**Given instruction:** Update the items below, changing each "Target" to "Label" and leaving everything else as it stands.

Excerpts from point annotation data:
※ ※ ※

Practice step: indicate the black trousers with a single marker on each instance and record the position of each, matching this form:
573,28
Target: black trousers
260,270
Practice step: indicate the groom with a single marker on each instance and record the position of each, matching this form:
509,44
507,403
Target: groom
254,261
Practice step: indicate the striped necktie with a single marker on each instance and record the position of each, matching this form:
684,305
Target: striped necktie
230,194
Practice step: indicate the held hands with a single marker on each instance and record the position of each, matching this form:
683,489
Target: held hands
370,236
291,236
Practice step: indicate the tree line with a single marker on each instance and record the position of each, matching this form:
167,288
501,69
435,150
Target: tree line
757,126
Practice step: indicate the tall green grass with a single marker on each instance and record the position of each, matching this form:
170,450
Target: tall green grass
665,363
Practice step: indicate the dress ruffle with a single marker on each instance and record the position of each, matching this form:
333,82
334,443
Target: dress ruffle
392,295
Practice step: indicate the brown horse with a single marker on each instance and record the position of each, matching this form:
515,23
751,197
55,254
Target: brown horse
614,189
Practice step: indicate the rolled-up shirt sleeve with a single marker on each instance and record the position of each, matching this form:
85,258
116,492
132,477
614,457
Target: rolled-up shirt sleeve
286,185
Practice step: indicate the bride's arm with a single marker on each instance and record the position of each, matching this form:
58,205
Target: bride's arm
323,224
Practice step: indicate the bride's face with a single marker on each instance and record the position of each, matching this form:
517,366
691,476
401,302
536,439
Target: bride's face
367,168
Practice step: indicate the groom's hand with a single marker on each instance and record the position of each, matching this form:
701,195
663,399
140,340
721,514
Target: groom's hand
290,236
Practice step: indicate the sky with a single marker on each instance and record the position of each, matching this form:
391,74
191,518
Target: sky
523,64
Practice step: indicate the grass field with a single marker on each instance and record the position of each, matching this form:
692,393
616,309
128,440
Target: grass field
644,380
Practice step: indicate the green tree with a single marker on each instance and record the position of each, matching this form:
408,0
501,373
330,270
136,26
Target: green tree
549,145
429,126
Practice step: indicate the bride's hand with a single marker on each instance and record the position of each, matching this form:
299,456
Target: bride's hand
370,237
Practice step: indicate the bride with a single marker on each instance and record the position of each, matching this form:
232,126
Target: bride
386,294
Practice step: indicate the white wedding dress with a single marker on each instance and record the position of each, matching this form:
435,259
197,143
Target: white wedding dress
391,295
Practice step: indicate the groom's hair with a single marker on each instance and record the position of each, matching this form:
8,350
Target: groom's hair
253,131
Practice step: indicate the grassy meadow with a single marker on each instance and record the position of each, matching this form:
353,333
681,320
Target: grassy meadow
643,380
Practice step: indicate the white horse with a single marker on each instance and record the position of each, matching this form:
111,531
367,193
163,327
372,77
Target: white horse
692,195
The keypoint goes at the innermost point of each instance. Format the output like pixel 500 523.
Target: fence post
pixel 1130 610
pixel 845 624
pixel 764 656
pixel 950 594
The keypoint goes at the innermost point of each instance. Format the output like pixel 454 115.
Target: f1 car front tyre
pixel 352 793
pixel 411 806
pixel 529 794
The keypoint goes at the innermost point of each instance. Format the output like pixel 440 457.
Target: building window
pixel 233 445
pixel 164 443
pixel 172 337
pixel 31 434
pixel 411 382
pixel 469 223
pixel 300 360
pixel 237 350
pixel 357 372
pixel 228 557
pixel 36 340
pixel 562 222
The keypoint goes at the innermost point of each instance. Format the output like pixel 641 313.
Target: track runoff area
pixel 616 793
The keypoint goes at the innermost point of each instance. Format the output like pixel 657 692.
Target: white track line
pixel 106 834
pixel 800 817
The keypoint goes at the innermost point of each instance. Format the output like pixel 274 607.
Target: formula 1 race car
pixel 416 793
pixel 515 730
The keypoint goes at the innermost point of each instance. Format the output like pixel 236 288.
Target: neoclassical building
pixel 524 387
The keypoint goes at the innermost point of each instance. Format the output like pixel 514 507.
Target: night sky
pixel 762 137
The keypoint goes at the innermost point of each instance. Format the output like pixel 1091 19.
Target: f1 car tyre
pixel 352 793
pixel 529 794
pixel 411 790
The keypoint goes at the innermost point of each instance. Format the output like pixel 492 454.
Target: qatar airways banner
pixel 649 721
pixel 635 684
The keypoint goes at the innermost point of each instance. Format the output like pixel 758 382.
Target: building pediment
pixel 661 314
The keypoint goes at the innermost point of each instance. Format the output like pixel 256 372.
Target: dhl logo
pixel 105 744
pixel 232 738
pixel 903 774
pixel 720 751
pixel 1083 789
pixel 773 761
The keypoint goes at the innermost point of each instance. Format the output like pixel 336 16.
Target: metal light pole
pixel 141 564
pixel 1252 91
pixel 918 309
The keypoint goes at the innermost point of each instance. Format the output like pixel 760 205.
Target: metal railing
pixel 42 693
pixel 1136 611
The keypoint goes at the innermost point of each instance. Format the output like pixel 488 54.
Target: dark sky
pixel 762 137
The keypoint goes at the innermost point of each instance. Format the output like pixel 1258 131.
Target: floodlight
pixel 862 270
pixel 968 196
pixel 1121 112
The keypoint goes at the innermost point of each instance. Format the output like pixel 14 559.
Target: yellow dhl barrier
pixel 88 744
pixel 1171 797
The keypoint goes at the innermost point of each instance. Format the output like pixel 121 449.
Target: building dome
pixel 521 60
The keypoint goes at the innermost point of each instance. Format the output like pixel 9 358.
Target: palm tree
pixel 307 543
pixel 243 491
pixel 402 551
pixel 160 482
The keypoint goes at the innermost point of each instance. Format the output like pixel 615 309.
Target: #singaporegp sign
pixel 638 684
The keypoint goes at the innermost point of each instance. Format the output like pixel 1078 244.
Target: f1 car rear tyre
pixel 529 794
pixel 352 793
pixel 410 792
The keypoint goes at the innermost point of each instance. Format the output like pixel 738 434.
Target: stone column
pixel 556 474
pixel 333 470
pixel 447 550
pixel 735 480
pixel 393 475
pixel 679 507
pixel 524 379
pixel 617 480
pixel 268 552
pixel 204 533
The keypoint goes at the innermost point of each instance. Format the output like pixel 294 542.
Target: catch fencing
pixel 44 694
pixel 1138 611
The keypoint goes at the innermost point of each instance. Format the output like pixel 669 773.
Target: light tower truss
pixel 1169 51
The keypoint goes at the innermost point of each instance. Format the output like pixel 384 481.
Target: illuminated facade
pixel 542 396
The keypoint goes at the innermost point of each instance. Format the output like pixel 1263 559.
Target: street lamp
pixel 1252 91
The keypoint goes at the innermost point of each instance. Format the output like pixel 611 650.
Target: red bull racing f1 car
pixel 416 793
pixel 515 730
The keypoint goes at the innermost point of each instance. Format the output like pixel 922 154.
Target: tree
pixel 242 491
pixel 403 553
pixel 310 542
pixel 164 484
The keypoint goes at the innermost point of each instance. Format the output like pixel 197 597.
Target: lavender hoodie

※ ※ ※

**Answer to this problem:**
Practice step: indicate the black trousers with a single marker on each instance and record the position of each, matching this form:
573,28
Label: black trousers
260,270
Practice step: indicate the groom with a single marker on each instance and record the position of each, matching this form:
509,44
507,403
Label: groom
254,261
Practice step: indicate the striped necktie with a single marker on each instance and record the position of each, matching this form:
684,305
Label: striped necktie
230,194
Practice step: indicate the held hands with a single marker on each instance and record the position of each, matching this form:
683,489
Label: held hands
370,236
291,236
Practice step: indicate the tree line with a single marker on each instance and record the position of each, matching this form:
167,288
501,69
435,150
Label: tree line
757,126
Practice step: indicate the tall green grass with a single marker on each instance and record the position of each, matching this form:
170,450
Label: tall green grass
665,363
Practice step: indicate the dress ruffle with a single marker on each instance and record the position of each, matching this form:
333,82
334,443
Label: dress ruffle
392,295
Practice step: indicate the brown horse with a single marker on each instance and record the position of each, matching this form:
515,23
751,197
55,254
Label: brown horse
614,189
Practice step: indicate the rolled-up shirt sleeve with a single marker on each instance and record the position of each, matching this form:
85,258
116,492
132,477
614,457
Label: rolled-up shirt sleeve
286,185
Practice step: indicate the bride's arm with a single marker on each instance and record the position of each, matching this form:
58,205
Label: bride's arm
323,224
Practice step: indicate the bride's face with a single marker on each instance and record the position of each, matching this form:
517,366
691,476
401,302
536,439
Label: bride's face
367,168
Practice step: indicate the groom's hand with a single marker on each instance and record the position of each, matching this form:
701,195
663,399
140,340
721,514
Label: groom's hand
290,236
Practice step: indicate the sky with a single marker on each instance and record the position of each, matching this form:
391,74
191,518
Label: sky
523,64
Practice step: indicate the grass field with a single marker on each instance and record the position of each, matching this form:
692,393
616,309
128,440
Label: grass field
644,380
Practice step: indicate the green tree with a single marker on each instance and record the position of each, matching this form:
408,0
501,373
330,270
136,26
Label: green tree
549,145
429,126
Practice step: indicate the bride's hand with a single marker on each instance and record the position of each, matching this form:
299,456
Label: bride's hand
370,237
Practice step: indicate the bride with a single marker on each instance and record the position of each, matching this form:
232,126
Label: bride
386,294
Practice step: indicate the white wedding dress with a single marker on each instance and record the position of each, matching this form:
435,259
197,143
Label: white wedding dress
391,295
Practice step: indicate the groom's hair with a single marker on each instance and record the position of each, matching this form:
8,350
Label: groom's hair
253,131
Practice step: indicate the grassy meadow with a single marker on each instance and record the position of each, matching this form:
353,333
681,320
Label: grassy meadow
643,380
Practice step: indicate the white horse with a single marker on each instance and record the position of each, matching this form:
111,531
367,193
163,327
372,77
Label: white horse
692,195
The keypoint goes at the innermost point of each instance. Format the output like pixel 500 523.
Label: fence post
pixel 1130 610
pixel 845 624
pixel 764 656
pixel 950 594
The keypoint goes at the innermost point of each instance. Format the output like pixel 454 115.
Label: f1 car front tyre
pixel 352 793
pixel 411 806
pixel 529 794
The keypoint goes at the innermost point of each instance. Format the output like pixel 440 457.
Label: building window
pixel 233 445
pixel 164 443
pixel 172 337
pixel 31 434
pixel 411 382
pixel 469 223
pixel 300 360
pixel 237 350
pixel 357 372
pixel 228 557
pixel 36 340
pixel 562 222
The keypoint goes at the innermost point of each instance. Format the output like pixel 641 313.
Label: track runoff area
pixel 616 793
The keypoint goes at the innermost point of each instance. Format the output like pixel 657 692.
Label: white track line
pixel 106 834
pixel 800 817
The keypoint goes at the innermost point of each instance. Format the output like pixel 274 607.
Label: formula 1 race car
pixel 416 793
pixel 515 730
The keypoint goes at the innermost point of each instance. Format the output like pixel 236 288.
Label: neoclassical building
pixel 524 387
The keypoint goes at the innermost point of each instance. Format the output like pixel 514 507.
Label: night sky
pixel 762 137
The keypoint goes at the innermost point of each instance. Format the output like pixel 1091 19.
Label: f1 car tyre
pixel 352 793
pixel 529 794
pixel 411 790
The keypoint goes at the innermost point of each instance. Format the output like pixel 492 454.
Label: qatar airways banner
pixel 649 721
pixel 635 684
The keypoint goes at the innermost point of each instance. Format the output like pixel 758 382.
Label: building pediment
pixel 661 314
The keypoint goes at the innermost point of each instance. Format the output like pixel 256 372.
Label: dhl logo
pixel 105 744
pixel 232 738
pixel 903 774
pixel 720 751
pixel 1083 789
pixel 773 761
The keypoint goes at the innermost point of each instance. Format the output like pixel 336 16.
Label: metal light pole
pixel 141 564
pixel 1252 91
pixel 918 309
The keypoint goes at the innermost point of each instance. Format the output like pixel 760 205.
Label: metal railing
pixel 42 693
pixel 1136 611
The keypoint goes at the innermost point of each instance. Format the output like pixel 488 54.
Label: dark sky
pixel 762 137
The keypoint goes at the innermost point of each instance. Format the output like pixel 1258 131.
Label: floodlight
pixel 862 270
pixel 968 196
pixel 1121 112
The keypoint goes at the innermost point of each instance. Format the output like pixel 14 559.
Label: yellow dhl barrier
pixel 88 744
pixel 1171 797
The keypoint goes at the innermost point of each instance. Format the output like pixel 121 449.
Label: building dome
pixel 521 60
The keypoint goes at the innermost point of each instance. Format the output like pixel 9 358.
Label: palm tree
pixel 307 543
pixel 243 491
pixel 402 551
pixel 160 482
The keypoint goes at the innermost point of each instance. Format the output like pixel 615 309.
Label: #singaporegp sign
pixel 638 684
The keypoint goes at the innermost point of each instance. Format the output like pixel 1078 244.
Label: f1 car rear tyre
pixel 529 794
pixel 352 793
pixel 410 792
The keypoint goes at the innermost point of each instance. Format the output like pixel 738 434.
Label: stone column
pixel 556 474
pixel 333 470
pixel 447 550
pixel 735 480
pixel 393 475
pixel 679 507
pixel 524 379
pixel 617 480
pixel 268 552
pixel 204 533
The keypoint goes at the innermost point of each instance. Format the output like pixel 294 542.
Label: catch fencing
pixel 44 694
pixel 1138 611
The keypoint goes at the innermost point of each instance. Format the output like pixel 669 773.
Label: light tower truss
pixel 1169 51
The keypoint goes at the innermost point of each instance. Format the output like pixel 384 481.
Label: illuminated facade
pixel 542 396
The keypoint goes at the innermost point of each instance. Format the output like pixel 1263 559.
Label: street lamp
pixel 1252 91
The keypoint goes at the innermost point of each instance. Format the output like pixel 611 650.
Label: red bull racing f1 car
pixel 416 793
pixel 515 730
The keypoint goes at the innermost point of each instance. Format the output like pixel 922 154.
Label: tree
pixel 242 491
pixel 403 553
pixel 310 542
pixel 164 484
The keypoint goes at the innermost point of each instance. Format the output like pixel 197 597.
Label: lavender hoodie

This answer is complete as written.